*TASK*. Please return every line of the items below that contains the string "submerged", treating uppercase and lowercase as different.

Bounding-box records
-*-

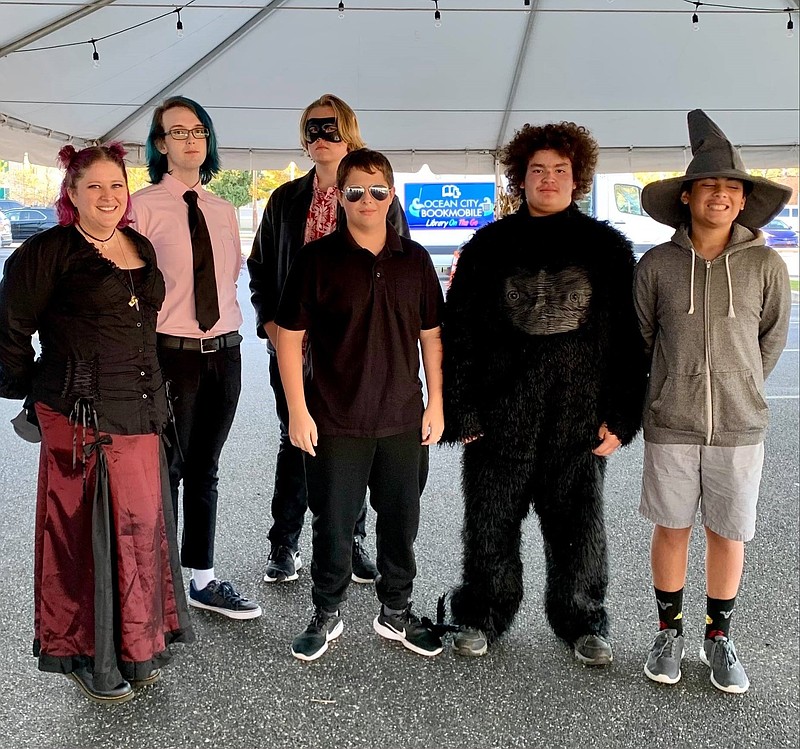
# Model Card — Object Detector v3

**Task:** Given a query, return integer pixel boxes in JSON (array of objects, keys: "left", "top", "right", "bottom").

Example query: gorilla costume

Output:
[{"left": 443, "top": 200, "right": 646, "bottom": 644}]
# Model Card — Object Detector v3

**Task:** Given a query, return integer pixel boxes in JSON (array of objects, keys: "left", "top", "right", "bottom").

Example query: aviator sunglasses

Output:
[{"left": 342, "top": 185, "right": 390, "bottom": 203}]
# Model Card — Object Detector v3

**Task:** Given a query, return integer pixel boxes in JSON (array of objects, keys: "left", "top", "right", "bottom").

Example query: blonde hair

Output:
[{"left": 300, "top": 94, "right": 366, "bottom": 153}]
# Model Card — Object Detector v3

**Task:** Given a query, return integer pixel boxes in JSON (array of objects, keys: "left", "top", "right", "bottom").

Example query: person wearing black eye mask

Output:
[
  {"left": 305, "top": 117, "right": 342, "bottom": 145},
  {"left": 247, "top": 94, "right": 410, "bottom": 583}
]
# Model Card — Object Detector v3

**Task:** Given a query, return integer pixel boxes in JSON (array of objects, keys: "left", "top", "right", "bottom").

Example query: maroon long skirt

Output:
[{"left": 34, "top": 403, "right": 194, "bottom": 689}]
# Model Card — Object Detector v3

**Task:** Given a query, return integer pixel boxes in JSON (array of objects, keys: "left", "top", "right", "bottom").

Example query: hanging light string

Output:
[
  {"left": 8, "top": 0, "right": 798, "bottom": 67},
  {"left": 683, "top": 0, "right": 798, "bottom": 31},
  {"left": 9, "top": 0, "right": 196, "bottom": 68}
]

-*-

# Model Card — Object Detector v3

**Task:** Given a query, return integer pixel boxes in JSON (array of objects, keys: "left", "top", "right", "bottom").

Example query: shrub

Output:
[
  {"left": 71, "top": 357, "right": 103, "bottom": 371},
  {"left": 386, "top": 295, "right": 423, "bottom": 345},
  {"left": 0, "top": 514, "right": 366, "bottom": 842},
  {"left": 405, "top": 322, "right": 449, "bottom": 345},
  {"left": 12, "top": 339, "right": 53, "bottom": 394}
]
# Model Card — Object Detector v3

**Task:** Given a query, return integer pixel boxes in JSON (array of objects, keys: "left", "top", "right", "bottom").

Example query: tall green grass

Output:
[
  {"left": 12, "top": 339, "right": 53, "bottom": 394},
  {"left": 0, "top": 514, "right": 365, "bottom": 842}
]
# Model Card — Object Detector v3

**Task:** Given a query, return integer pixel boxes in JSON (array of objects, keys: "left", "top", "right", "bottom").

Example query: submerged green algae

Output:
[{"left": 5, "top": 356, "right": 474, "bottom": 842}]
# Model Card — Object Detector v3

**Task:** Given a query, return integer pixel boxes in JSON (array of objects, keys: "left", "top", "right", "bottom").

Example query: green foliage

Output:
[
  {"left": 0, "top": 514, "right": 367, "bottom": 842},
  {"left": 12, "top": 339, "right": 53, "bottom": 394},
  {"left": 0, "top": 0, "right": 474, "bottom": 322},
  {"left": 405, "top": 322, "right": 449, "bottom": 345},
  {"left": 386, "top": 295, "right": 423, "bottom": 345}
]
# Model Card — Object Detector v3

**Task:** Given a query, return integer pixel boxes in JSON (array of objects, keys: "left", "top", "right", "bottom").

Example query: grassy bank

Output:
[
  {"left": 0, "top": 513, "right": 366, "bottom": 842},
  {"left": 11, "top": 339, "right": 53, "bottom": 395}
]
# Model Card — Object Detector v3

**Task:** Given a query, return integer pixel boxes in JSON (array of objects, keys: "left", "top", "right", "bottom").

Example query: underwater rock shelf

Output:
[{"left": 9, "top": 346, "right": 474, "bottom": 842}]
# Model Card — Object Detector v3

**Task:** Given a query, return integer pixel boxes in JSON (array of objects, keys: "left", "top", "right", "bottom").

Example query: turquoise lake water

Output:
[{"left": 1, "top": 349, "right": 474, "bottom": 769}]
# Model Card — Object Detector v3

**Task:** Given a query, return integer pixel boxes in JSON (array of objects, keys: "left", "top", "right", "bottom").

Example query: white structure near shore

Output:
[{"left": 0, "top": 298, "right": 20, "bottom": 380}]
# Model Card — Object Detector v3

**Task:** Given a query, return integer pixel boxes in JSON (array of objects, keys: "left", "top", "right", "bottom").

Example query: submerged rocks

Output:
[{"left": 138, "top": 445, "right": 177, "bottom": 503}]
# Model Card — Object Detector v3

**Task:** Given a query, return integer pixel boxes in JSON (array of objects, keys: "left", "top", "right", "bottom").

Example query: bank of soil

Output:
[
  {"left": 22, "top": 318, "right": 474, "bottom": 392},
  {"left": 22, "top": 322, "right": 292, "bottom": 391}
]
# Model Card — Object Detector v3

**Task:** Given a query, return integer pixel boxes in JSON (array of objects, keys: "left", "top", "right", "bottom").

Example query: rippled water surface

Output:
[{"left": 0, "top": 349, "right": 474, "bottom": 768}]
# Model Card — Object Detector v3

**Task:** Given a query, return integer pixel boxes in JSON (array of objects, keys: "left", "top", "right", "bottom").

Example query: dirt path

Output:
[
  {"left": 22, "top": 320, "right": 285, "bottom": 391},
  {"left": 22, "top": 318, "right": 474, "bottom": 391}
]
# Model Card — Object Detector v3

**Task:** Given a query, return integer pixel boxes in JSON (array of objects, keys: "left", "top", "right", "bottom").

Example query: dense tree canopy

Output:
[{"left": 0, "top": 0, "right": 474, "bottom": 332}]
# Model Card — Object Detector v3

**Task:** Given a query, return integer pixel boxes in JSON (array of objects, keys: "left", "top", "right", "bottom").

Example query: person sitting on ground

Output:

-*-

*SOLUTION FOR THIS PROBLEM*.
Example query: submerged green algae
Example query: submerged rocks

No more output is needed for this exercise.